▶ _Document extract_
Gene discovery offers clues to reverse balding

BaldingScientists have identified a complex network of genes that control the cycles of hair growth, a finding that may offer ways to reverse baldness and receding hairline. (AP)

Scientists have identified a complex network of genes that control the cycles of hair growth, a finding that may offer ways to reverse baldness and receding hairline.

Researchers from the University of Southern California have described some of the factors that determine when hair grows, when it stops growing and when it falls out.

Krzysztof Kobielak, Eve Kandyba and colleagues focused on stem cells located in hair follicles (hfSCs), which can regenerate hair follicles as well as skin.

These hfSCs are governed by the signalling pathways BMP and Wnt - which are groups of molecules that work together to control cell functions, including the cycles of hair growth.

The research focuses on how the gene Wnt7b activates hair growth. Without Wnt7b, hair is much shorter, scientists said.

The research identified a complex network of genes - including the Wnt and BMP signalling pathways - controlling the cycles of hair growth.

▶ _Data_
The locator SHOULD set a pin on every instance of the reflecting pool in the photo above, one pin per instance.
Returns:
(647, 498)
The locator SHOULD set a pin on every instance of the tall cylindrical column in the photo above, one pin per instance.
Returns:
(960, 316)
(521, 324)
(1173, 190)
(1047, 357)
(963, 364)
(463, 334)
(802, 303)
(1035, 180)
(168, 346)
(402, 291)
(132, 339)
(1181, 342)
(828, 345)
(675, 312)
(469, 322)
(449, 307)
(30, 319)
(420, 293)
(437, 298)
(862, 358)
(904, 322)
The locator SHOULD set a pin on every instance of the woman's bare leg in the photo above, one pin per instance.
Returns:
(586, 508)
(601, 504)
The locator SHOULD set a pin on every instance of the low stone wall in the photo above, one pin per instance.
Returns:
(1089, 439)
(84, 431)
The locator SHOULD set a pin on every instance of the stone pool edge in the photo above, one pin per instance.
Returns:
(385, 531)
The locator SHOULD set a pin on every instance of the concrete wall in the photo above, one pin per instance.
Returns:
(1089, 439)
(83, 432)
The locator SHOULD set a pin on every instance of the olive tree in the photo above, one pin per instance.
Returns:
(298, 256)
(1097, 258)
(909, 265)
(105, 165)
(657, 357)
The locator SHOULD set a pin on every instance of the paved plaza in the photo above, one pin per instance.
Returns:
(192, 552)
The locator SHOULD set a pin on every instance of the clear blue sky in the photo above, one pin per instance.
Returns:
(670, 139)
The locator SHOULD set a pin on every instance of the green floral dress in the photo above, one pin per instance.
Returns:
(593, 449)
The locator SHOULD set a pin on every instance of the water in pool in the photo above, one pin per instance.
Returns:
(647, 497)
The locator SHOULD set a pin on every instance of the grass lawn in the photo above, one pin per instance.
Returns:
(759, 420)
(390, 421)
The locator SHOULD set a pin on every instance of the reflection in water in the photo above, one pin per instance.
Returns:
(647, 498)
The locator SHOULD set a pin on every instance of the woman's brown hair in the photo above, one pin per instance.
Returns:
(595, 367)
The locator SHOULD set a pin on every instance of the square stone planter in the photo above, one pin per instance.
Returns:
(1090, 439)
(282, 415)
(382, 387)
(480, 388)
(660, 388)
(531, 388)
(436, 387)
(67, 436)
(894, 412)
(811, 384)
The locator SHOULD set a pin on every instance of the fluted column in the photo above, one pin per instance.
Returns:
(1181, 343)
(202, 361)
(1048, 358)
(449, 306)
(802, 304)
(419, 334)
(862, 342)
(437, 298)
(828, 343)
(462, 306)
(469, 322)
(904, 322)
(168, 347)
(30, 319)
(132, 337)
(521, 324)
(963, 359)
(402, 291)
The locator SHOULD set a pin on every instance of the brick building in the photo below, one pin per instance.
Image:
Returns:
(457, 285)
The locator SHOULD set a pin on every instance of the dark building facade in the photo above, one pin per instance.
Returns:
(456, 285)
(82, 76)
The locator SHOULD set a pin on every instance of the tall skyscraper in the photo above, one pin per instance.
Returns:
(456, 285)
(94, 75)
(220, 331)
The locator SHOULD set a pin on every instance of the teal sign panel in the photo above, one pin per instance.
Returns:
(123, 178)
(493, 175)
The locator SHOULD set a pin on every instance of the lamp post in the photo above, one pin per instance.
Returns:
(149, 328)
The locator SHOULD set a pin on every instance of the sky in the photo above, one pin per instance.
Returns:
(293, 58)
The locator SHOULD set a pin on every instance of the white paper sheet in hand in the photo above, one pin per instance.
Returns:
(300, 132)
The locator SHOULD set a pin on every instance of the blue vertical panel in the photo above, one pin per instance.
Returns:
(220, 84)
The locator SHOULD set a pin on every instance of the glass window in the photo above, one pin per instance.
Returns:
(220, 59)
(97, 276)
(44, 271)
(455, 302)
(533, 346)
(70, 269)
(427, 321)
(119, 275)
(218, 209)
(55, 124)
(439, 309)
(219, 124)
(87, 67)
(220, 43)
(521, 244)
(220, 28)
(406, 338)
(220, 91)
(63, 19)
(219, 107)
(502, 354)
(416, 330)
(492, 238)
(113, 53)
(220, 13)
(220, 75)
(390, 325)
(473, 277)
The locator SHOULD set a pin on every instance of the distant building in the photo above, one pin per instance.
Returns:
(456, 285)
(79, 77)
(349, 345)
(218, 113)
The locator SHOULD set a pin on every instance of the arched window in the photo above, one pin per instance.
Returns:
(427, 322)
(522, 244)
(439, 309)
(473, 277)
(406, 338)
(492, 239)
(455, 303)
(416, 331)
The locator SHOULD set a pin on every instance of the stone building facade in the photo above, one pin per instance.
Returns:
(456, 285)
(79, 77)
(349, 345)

▶ _Activity 1_
Return the part of the balding article that begins at the words "BaldingScientists have identified" and stops after "including the cycles of hair growth.", copied exactly.
▶ _Activity 2_
List each part of the hair cycle that the balding article says the University of Southern California researchers described determining factors for.

▶ _Task output 1_
BaldingScientists have identified a complex network of genes that control the cycles of hair growth, a finding that may offer ways to reverse baldness and receding hairline. (AP)

Scientists have identified a complex network of genes that control the cycles of hair growth, a finding that may offer ways to reverse baldness and receding hairline.

Researchers from the University of Southern California have described some of the factors that determine when hair grows, when it stops growing and when it falls out.

Krzysztof Kobielak, Eve Kandyba and colleagues focused on stem cells located in hair follicles (hfSCs), which can regenerate hair follicles as well as skin.

These hfSCs are governed by the signalling pathways BMP and Wnt - which are groups of molecules that work together to control cell functions, including the cycles of hair growth.

▶ _Task output 2_
- When hair grows
- When it stops growing
- When it falls out